[Opening Records supplied section]

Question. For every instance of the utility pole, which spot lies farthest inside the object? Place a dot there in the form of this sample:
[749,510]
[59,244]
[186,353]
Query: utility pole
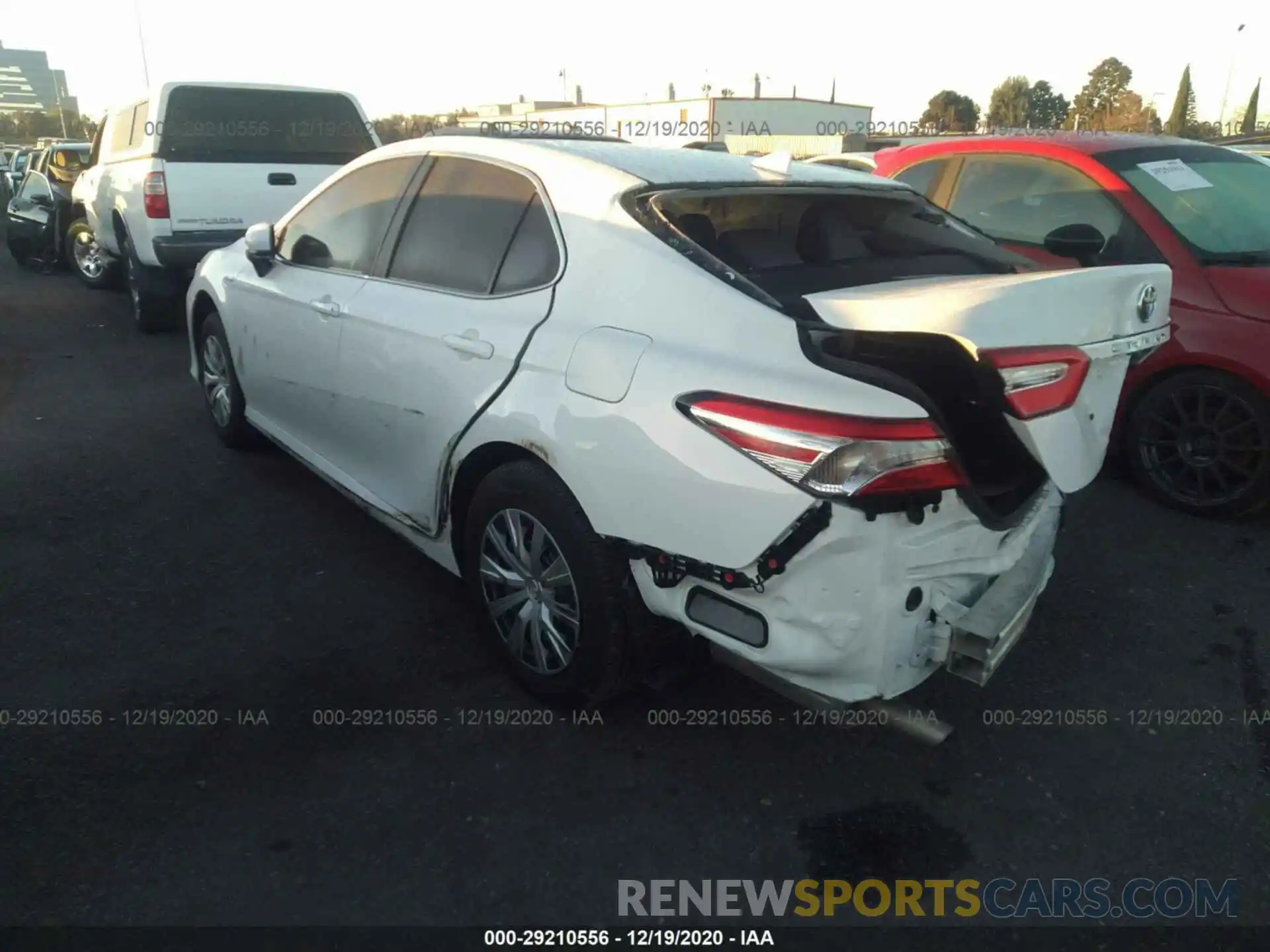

[Closing Records supplied section]

## Exercise instructions
Without the pictures, print all of the records exactly.

## Exercise result
Question. For every instance of the utility pole, which spot lies farthest inside the object? Place a dot there in the form of this sample:
[749,510]
[59,244]
[186,353]
Query: utility pole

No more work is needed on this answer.